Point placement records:
>> Begin

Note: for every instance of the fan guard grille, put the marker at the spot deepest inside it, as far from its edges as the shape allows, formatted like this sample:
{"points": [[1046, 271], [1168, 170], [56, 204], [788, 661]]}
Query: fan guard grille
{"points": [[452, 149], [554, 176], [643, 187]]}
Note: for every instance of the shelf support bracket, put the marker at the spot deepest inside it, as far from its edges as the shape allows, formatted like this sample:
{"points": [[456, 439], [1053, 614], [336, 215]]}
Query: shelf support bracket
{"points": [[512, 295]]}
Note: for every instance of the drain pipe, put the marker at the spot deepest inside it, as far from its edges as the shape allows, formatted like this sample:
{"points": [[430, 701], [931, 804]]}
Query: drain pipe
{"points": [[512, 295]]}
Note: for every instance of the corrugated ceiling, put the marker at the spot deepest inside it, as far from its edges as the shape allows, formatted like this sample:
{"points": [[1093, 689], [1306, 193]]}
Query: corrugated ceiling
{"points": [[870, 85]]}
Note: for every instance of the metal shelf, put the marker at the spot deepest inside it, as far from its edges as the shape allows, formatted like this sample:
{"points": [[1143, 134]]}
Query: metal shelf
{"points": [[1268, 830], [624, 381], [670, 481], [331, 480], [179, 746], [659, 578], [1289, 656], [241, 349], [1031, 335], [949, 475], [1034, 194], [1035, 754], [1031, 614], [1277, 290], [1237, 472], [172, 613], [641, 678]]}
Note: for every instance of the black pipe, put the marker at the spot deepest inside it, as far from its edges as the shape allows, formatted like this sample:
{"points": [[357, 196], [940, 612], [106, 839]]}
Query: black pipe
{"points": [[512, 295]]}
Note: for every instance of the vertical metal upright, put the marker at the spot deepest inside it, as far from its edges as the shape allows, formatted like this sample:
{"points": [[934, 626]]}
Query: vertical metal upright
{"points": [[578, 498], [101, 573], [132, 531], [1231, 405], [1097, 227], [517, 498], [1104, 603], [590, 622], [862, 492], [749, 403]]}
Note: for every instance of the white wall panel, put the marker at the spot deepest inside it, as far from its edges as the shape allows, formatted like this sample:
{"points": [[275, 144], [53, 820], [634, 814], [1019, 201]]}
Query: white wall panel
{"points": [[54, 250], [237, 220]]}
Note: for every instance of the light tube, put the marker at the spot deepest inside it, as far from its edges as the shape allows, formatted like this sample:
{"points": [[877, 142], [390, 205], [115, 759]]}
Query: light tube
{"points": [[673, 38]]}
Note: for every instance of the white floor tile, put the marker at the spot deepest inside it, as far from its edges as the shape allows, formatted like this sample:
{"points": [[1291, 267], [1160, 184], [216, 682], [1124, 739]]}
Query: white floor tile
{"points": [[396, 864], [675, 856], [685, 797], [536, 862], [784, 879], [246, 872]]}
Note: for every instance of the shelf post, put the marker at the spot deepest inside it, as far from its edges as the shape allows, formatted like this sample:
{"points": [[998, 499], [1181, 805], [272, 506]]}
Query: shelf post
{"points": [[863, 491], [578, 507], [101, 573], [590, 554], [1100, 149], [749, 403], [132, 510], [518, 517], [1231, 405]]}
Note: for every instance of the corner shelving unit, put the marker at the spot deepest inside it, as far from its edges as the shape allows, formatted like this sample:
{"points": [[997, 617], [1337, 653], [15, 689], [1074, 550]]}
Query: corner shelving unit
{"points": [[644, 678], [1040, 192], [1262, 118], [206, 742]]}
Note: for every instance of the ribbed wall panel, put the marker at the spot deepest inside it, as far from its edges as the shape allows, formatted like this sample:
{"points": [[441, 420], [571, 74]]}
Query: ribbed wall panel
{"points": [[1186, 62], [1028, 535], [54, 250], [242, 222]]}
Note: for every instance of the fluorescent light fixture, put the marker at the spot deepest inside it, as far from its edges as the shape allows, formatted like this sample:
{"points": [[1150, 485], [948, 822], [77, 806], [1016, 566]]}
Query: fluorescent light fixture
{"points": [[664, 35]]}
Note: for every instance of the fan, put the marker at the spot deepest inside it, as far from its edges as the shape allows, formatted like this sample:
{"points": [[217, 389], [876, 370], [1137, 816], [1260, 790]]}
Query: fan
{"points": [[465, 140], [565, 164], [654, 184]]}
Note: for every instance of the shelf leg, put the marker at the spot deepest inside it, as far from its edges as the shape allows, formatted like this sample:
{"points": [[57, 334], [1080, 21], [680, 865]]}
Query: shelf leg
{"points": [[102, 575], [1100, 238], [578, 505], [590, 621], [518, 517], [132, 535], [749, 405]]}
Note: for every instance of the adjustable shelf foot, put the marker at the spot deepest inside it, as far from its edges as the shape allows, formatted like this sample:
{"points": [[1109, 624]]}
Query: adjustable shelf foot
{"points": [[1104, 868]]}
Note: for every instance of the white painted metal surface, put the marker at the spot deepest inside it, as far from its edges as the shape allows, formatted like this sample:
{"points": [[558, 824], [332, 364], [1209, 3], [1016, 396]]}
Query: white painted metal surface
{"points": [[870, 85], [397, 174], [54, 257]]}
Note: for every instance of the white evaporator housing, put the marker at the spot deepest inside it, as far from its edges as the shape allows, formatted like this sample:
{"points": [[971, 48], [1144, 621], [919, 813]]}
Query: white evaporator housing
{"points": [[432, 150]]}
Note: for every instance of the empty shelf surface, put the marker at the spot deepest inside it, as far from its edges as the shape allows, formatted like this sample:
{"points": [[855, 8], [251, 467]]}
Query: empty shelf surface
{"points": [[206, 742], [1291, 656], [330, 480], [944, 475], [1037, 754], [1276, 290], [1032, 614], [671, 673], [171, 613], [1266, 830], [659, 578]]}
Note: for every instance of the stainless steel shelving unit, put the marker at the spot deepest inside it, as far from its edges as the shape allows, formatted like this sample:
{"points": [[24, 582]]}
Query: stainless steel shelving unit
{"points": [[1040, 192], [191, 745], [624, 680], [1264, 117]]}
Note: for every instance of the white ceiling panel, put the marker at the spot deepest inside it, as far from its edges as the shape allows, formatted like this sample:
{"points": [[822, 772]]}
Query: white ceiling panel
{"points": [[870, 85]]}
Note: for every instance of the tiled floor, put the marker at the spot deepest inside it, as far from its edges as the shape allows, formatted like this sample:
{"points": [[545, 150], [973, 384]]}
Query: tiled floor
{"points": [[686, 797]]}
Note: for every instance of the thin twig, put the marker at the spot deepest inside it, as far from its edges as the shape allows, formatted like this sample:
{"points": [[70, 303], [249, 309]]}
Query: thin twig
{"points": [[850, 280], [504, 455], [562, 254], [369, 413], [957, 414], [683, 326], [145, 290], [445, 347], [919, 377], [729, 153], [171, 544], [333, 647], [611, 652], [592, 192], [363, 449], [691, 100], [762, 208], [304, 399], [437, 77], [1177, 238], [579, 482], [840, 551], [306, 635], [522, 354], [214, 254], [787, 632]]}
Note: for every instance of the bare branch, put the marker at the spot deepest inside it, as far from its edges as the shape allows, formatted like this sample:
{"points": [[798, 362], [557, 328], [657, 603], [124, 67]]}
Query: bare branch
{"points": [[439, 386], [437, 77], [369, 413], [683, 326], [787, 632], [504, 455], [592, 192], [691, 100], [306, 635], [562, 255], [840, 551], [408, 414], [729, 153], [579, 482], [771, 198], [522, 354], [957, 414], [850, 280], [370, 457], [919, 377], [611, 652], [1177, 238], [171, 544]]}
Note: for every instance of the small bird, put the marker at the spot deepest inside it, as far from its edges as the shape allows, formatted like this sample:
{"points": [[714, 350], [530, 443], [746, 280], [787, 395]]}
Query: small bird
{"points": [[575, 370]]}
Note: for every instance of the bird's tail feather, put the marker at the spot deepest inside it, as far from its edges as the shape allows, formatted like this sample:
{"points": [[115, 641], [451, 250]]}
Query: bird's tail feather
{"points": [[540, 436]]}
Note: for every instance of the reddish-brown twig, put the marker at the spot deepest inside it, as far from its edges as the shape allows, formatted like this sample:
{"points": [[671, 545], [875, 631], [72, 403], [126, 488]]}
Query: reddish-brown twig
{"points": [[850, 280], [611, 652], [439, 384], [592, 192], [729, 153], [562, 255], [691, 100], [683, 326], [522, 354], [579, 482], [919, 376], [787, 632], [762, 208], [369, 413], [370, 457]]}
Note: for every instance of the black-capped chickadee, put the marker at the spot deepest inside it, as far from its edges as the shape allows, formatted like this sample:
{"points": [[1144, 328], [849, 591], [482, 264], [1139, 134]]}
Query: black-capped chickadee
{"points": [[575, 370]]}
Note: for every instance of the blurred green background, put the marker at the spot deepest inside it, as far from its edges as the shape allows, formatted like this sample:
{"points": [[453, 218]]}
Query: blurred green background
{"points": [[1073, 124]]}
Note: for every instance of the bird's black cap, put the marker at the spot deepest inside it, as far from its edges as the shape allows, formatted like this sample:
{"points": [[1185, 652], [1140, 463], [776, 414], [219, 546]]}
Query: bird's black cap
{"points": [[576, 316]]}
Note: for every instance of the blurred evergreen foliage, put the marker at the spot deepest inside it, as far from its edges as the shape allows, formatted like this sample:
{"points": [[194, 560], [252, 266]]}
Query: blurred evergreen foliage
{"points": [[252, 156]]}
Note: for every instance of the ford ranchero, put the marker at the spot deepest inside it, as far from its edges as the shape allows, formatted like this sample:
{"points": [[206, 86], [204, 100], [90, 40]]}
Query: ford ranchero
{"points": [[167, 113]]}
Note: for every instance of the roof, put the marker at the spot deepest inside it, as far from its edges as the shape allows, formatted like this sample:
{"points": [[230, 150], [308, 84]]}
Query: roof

>> End

What you need to do: Copy out, unchanged, the stretch of rows from the line containing "Note: for every instance of the bird's black" through the line containing "Query: bird's black cap", including both of those lines.

Response to the exercise:
Note: for every instance of the bird's black cap, put the marker at the spot deepest inside it, as far from its edges as the shape allows, formatted like this sample:
{"points": [[1185, 652], [1140, 463], [776, 414], [219, 546]]}
Query: bird's black cap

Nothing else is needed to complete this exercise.